Data provided:
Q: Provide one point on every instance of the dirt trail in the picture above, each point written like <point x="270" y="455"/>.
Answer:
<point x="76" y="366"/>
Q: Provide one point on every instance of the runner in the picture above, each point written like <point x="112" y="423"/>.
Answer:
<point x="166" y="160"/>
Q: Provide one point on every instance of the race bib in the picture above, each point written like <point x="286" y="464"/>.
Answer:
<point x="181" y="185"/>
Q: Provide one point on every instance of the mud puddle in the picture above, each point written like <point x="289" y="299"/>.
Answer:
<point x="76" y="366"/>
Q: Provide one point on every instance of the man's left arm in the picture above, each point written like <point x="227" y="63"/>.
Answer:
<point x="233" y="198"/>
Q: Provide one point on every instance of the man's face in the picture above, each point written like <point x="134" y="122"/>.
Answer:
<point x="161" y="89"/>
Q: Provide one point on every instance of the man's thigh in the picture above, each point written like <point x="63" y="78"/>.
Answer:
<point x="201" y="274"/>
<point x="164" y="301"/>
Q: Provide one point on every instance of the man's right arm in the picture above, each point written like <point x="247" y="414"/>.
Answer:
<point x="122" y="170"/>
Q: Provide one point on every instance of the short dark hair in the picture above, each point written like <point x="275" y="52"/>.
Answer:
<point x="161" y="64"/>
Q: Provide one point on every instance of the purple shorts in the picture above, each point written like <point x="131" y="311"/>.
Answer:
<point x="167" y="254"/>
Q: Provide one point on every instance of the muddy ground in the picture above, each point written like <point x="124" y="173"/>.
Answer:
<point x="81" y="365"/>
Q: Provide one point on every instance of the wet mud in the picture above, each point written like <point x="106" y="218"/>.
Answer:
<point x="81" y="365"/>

Exercise requirements: Take the lines from the start of the records through the line holding "Q: Provide one point on every instance of the race", both included, and please print them exactly, with nothing else.

Answer space:
Q: Provide one point on every instance of the dirt trail in the picture above, each point written like <point x="270" y="455"/>.
Answer:
<point x="76" y="366"/>
Q: Provide one point on every instance of the runner in the picture above, each point written like <point x="112" y="423"/>.
Answer:
<point x="166" y="160"/>
Q: Provide one point on every instance of the race bib in the picture above, each point written like <point x="286" y="464"/>.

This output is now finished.